**EXTRACT TO READ:**
----

Shared taxis could also be a great alternative to bus travel, where if someone books a trip say the previous day. Other local people could review the week and pick an appropriate taxi share, particularly if timing is somewhat flexible. I like the social element of both these suggestions, as in may places it’s not easy to meet other potential friends and this kind of service could help link people together.

Minibus Provision

In a similar way to sharing taxis, how could bus routes be tailored more effectively to suit need? Currently many buses are only partially full which must ultimately waste fuel which is not really needed. If we could identify the intended route and travel destination in advance, the bus company could choose to send a minibus in the place of a huge double decker. In order to cater for impulse bus riders, we may want to include a percentage variability to the know bookings but it should ensure the vehicle is more appropriate for the travelling public. Should there be a constraint on the size of vehicle due to availability, then the App could stop taking bookings at the limit on capacity. There could also be flexibility on the route taken with perhaps a condition that this is defined the night before to give time to plan and a prompt arrival?

The other way to look at the provision on minibuses is to top up frequency of bus travel or provide alternative routes not currently available. For a while I was without a car and it was actually impossible to travel in some directions, limiting my ability to collect a prescription or meet a friend at their home. So frustrating especially as with more efficient public transport, I may still choose to travel by bus or minibus to save fuel, mileage, maintenance and help along my carbon footprint!

----

**DATA PROVIDED:**
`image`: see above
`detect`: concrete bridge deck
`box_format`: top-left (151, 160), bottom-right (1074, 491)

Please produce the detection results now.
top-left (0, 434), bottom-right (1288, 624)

----

**TASKS FOR THIS EXERCISE:**
A) From the closing sentence of the piece on shared taxis and minibuses, list the things the writer says traveling by bus or minibus would help with.
B) Please carry on the piece on shared taxis and minibuses from its last sentence, in the same voice.

**ANSWERS TO THE TASKS:**
A)
- Saving fuel
- Saving mileage
- Saving maintenance
- Helping along the writer's carbon footprint

B)
Scooter Hire

There has been much negativity around scooters and there hire, particularly regarding how and where they are parked. However, for teenagers wanting to go into town together from a more remote village or suburb surely this could be a viable, flexible, and cost-effective option? It’s also fun and gives that age group independence apart from a parent driving them in or riding the bus. Could it also be seen as safer given they could ride together and are unlikely to be approached by a stranger, which can be a risk on public transport. The scooters could also be used on cycle paths instead of the road which again has safety benefits.

There’s also the options of putting on your rollerskates, getting out the skateboard, walking and running to work. While working in Brighton I would regularly see a young twenty-ish year old skateboarding to work, somewhat kamikaz-ily. Not a choice I would make but being able to link up with others using these modes of transport could make commuting to work or school much more fun.

Photo by Dovile Ramoskaite on Unsplash
Bike Riding

As someone who lives close to a number of business parks, I’ve had a number of jobs where cycling to work could have been a viable choice. In one role I managed to cycle once in a year, and not just due to laziness. It was partly influenced by the weather and partly due to the childcare arrangements I had at the time which made it impractical. To incentivise me to cycle, it could have been helpful to implement a ‘commuting bus’. This would mean people can cycle together as most would start at a similar time, creating a social activity and an opportunity to exercise apart from the daily grind of the commute? Would community showers/changing facilities on business parks help this initiative, rather than relying on individual companies to provide them?

In terms of other travel routes, usually it’s the time taken that deters me from cycling and the limited ability to carry shopping or equipment to whichever destination. I’m not sure there’s a solution for this (or the weather) so overall prefer the bus!

Truly transformative public transport would need all involved entities to work together and to scrutinise human behaviour. All the best to anyone facing this challenge as it’s a complicated one.